-- BEGIN RECORDED DATA --

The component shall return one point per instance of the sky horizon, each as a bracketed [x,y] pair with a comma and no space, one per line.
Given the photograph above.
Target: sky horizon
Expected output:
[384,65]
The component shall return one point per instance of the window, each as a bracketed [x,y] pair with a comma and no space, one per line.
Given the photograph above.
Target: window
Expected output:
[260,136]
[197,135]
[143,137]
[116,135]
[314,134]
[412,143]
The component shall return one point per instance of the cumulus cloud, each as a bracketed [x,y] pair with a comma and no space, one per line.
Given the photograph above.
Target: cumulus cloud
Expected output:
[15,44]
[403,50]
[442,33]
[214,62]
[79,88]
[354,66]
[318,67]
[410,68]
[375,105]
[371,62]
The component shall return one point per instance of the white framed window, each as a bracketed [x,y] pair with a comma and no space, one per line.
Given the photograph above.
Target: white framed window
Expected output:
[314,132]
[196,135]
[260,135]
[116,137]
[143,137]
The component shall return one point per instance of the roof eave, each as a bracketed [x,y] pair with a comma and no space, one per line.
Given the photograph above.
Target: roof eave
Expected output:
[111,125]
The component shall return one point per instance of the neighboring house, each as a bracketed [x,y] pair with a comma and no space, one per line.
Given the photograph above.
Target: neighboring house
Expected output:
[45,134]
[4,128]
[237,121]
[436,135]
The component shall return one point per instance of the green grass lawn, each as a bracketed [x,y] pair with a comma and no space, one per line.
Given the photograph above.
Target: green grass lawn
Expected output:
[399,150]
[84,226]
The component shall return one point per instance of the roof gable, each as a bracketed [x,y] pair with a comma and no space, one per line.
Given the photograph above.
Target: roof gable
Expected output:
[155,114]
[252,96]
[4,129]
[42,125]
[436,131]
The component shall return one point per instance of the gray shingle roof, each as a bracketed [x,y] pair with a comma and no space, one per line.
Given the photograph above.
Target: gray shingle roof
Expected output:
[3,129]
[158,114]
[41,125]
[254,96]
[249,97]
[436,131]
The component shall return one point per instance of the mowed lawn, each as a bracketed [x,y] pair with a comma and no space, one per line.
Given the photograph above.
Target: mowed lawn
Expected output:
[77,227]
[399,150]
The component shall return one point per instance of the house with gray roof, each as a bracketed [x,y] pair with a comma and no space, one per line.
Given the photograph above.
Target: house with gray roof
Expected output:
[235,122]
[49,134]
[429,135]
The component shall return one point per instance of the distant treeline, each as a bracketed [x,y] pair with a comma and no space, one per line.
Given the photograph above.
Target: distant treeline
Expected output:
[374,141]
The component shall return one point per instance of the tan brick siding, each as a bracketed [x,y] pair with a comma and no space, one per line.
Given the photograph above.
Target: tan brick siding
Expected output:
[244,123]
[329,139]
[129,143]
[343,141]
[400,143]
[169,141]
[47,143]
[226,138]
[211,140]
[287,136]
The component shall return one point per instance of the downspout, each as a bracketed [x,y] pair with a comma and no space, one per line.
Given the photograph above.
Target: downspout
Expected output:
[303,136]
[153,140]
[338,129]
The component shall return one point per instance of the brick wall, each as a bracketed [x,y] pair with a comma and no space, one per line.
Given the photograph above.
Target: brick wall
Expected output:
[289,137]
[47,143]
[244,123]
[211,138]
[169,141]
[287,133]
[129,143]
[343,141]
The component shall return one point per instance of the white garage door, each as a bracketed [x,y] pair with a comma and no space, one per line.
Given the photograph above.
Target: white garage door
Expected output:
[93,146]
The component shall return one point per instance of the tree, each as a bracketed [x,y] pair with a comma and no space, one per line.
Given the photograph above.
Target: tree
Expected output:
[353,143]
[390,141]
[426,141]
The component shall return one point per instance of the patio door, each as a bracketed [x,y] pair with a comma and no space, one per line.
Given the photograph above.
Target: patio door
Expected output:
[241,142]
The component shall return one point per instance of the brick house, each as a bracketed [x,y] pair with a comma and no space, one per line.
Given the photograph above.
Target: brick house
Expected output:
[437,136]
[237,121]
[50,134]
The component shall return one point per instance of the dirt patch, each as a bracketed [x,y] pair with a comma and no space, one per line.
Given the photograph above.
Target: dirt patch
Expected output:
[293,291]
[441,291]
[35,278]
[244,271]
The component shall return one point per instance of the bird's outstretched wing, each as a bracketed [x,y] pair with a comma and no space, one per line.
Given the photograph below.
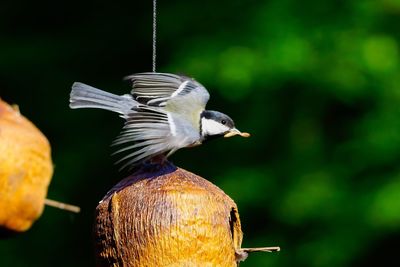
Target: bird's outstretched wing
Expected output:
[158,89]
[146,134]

-- END RECORDED DATA --

Copy all the records above word for word, but leave out the pictures.

- [CORRECT OUTPUT]:
The component shall return one point per instance of the sky horizon, each as a bracketed [x,y] pair with a comma and no space, one per line.
Given the photograph above.
Target: sky horizon
Expected output:
[384,65]
The component shall return one point per instance of the window, each as a bracketed [x,y] pair with a comma and no space, one per line.
Given the photograph above.
Target: window
Expected output:
[260,136]
[197,135]
[143,137]
[116,135]
[314,134]
[412,143]
The component shall return one point per instance of the cumulus cloud, each as a bracketed [x,y] pair with a comma and no space, one per line.
Given the photograph above.
Target: cumulus cloud
Expected output:
[15,44]
[403,50]
[442,33]
[214,62]
[79,88]
[354,66]
[318,67]
[410,68]
[375,105]
[371,62]
The component shall return one point per instance of the white framed window, each as a bracketed [x,y] pair with a comma and no space, one per line.
Given the photograph above.
Target: white framed window
Expected output:
[314,132]
[196,135]
[260,135]
[116,137]
[143,137]
The component shall return one point per instance of the roof eave, each as a bracketed [x,y] pair with a comma and no space, one per line.
Given the photograph above.
Target: roof eave
Expected output:
[111,125]
The component shall return one point per instance of the neighboring house, each as a bracketed [x,y] pair with a comma and no space, one per line.
Given the photograph above.
Target: neighboring house
Expected output:
[45,134]
[4,128]
[237,121]
[436,135]
The component shall return one point per instance of the green grass lawn, each as a bracketed [x,y] pair with a comma and no space, one per line.
Given the photograph above.
Target: green grass lawn
Expected output:
[399,150]
[84,226]
The component shall return one point per instance of the roof gable, each as a bracketed [x,y] pair with a comma and no space, one per line.
Given the photograph above.
Target: roof gable
Expected output:
[155,114]
[252,96]
[4,129]
[42,125]
[436,131]
The component shall return one point per instance of the gray shingle roof, each as a bracketed [x,y] pair with a comma and no space, one per line.
Given the photograph above.
Target: gray shingle roof
Expected output:
[3,129]
[158,114]
[41,125]
[254,96]
[249,97]
[436,131]
The component shall return one point per instance of the mowed lawn, each as a bracketed [x,y] pair with a comma and no space, one per line.
Given the photograph above.
Target: mowed lawn
Expected output:
[77,227]
[399,150]
The component shall return one point per instance of the house with gray roof, each as a bracketed [x,y] pair with a comma and no space, one per line.
Given the photograph above.
Target: house with gray roof
Expected output:
[235,122]
[49,134]
[429,135]
The component shall return one point per instance of the distant treeline, each as a bracketed [x,y] pair with a comma and no space, one per line.
Given the photograph above.
Target: distant treeline
Expected output:
[374,141]
The component shall return one point per instance of the tan brick siding, each as a bracketed [x,y] pair with a comma and no space, one per line.
Given the photograph above.
Target: tan brick siding
Expected output:
[244,123]
[329,139]
[129,143]
[343,141]
[400,143]
[169,141]
[47,143]
[226,138]
[211,140]
[287,136]
The component shall return one point per instance of the downspout, each as a bracketed [x,y] pair with a comma and no space, one per line.
Given the photograph above.
Target: downspout
Expected output:
[303,136]
[153,140]
[338,129]
The component shall return one point per instance of the brick wall, each as a bracketed [x,y] pair with a comma and no space, one per line.
Given the photograph above.
Target: brick wall
Expected output:
[289,137]
[47,143]
[244,123]
[211,138]
[169,141]
[287,133]
[129,143]
[343,141]
The component shall return one point per instance of the white garage door, each as a bracketed [x,y] pair with a comma and no space, one per line.
Given the photograph above.
Target: white garage door
Expected output:
[93,146]
The component shall return one point per instance of the tree, each as a bracketed [x,y] pair with a comma and no space, one per line.
Given the photograph above.
Target: tree
Expected output:
[353,143]
[390,141]
[426,141]
The component shall return one point per instance of the patio door, each as a bracketed [x,y] pair with a comma and no space, one per line.
Given the photograph above.
Target: patio door
Expected output:
[241,142]
The component shall return one point per instance of the brick house, each as a bracketed [x,y] pair with a comma and no space, one per line.
Given the photograph above.
Target: brick house
Expected output:
[437,136]
[237,121]
[50,134]
The component shall return one point per instance of the dirt patch, each as a bracketed [x,y] pair with a comma and no space, one per line.
Given the photograph above.
Target: dirt patch
Expected output:
[293,291]
[441,291]
[35,278]
[244,271]
The component shall return one point per instance of the bird's outstretched wing, each as a bracketed [x,y] pair with a comma and no space, one per line.
Given the photograph below.
Target: bird's outstretched wing
Expected output:
[158,89]
[146,134]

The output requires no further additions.